= Tarea planteada 1 =
Responde estas preguntas sobre el texto acerca de la distribución del trabajo:
(a) ¿A cuántos hombres se ve forzado a emplear el propietario de una casa para realizar el trabajo de uno?
(b) ¿En qué piensan solo las gentes que defienden los planes distributivos del trabajo?
(c) ¿En qué falsa creencia se fundamentan también estos planes?
+++ Texto
Capítulo 7. Planes para la más amplia distribución del trabajo

«El propietario de una casa que se ve forzado a emplear dos hombres para realizar el trabajo de uno proporciona, ciertamente, empleo a un obrero extra. Pero sus disponibilidades económicas quedan menguadas justamente en esa medida, mengua que le impedirá invertir igual cantidad en algo que ocuparía a algún otro operario» (p. 96).

«Las gentes que defienden tales medidas [los planes distributivos del trabajo] piensan solo en el empleo que proporcionarían a grupos o individuos aislados, no consideran cuál sería su efecto sobre toda la comunidad.

»Se fundamentan también estos planes, […], en la falsa creencia de que existe una cantidad fija de trabajo por realizar. No se concibe mayor desatino.
++++++
+++ Datos proporcionados
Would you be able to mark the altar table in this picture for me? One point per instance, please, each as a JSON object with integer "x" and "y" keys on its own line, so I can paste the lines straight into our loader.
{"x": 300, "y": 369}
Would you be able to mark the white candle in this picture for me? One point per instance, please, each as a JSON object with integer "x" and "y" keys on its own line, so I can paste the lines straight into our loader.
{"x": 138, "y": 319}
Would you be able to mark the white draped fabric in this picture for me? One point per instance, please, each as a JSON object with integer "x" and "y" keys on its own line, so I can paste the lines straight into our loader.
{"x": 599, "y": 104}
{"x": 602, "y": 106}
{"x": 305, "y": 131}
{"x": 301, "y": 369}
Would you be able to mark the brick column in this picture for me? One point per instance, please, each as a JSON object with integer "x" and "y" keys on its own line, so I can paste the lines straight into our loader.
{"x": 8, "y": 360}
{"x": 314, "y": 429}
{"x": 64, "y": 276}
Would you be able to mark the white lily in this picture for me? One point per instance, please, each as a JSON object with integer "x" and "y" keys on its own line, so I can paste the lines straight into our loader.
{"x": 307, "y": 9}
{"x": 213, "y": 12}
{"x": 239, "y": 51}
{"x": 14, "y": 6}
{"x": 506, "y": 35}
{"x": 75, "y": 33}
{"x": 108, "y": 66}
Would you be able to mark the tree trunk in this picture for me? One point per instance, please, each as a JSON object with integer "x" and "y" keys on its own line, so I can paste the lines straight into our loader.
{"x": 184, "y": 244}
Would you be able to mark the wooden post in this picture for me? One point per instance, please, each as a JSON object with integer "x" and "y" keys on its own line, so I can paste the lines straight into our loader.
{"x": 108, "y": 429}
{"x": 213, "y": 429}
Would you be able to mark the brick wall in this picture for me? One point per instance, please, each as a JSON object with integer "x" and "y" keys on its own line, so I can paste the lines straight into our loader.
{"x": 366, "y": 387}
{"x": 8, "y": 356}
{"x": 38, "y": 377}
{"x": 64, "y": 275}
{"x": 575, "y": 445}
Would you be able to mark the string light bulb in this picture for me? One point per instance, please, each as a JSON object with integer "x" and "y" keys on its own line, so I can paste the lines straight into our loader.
++++++
= Tarea planteada 2 =
Indica cuántas líneas del listado contienen la palabra "brick". Da solo el número.

= Solución de la tarea 1 =
(a) A dos hombres.
(b) En el empleo que proporcionarían a grupos o individuos aislados.
(c) En la creencia de que existe una cantidad fija de trabajo por realizar.

= Solución de la tarea 2 =
2